Stored data:
* begin *
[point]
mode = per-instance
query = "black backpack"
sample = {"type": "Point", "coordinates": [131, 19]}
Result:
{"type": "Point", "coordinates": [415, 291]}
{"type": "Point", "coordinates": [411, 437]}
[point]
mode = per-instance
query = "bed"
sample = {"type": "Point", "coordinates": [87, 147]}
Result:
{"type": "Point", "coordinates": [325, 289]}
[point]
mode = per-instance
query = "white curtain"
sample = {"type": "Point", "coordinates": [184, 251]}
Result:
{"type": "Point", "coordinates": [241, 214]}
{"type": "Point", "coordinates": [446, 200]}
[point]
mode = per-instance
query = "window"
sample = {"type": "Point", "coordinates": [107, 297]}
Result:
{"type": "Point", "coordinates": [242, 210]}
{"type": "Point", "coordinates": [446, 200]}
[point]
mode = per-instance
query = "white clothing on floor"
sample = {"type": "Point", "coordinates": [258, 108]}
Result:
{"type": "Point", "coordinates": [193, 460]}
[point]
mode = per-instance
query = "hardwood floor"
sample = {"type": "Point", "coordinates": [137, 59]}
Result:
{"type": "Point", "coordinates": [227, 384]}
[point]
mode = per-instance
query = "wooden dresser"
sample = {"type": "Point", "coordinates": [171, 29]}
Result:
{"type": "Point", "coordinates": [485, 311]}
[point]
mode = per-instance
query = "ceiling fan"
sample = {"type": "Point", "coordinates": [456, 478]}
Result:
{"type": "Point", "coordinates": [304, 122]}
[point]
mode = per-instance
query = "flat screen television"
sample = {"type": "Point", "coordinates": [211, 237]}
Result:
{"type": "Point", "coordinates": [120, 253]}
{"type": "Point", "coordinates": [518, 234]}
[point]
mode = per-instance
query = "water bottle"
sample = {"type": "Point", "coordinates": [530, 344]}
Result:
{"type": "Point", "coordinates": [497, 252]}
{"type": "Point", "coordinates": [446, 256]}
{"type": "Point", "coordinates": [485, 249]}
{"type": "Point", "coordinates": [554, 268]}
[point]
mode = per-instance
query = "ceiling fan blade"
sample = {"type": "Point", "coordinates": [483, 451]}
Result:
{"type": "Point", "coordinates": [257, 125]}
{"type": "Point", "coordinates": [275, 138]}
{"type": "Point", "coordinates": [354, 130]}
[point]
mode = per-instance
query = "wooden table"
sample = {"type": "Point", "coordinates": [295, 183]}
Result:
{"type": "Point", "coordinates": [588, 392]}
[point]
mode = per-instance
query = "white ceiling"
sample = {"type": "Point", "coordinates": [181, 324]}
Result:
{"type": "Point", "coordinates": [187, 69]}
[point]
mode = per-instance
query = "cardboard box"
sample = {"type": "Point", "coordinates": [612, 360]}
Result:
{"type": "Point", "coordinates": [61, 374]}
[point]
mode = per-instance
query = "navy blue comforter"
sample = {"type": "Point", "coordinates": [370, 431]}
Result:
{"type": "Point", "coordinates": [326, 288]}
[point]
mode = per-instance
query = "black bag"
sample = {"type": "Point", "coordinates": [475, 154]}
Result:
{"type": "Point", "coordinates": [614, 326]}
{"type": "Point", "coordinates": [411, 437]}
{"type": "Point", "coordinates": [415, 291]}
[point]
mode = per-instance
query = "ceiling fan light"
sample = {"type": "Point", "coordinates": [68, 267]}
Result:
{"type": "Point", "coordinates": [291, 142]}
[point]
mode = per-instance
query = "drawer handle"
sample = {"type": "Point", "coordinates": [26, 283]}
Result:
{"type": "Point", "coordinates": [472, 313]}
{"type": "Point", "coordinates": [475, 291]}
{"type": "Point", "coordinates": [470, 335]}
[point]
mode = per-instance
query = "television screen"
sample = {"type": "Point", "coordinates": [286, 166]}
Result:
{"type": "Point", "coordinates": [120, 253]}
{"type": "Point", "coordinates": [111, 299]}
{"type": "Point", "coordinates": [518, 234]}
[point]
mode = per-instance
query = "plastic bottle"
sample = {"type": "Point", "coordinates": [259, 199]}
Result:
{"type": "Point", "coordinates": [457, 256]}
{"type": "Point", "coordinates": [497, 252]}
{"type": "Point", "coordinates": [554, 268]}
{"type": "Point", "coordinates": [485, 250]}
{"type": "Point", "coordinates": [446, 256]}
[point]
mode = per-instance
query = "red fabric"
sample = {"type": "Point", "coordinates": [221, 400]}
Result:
* end *
** Stated problem **
Locate each line in the entries above that contains the word "white", and copy those lines.

** Result below **
query = "white curtain"
query = "white clothing on floor"
query = "white ceiling"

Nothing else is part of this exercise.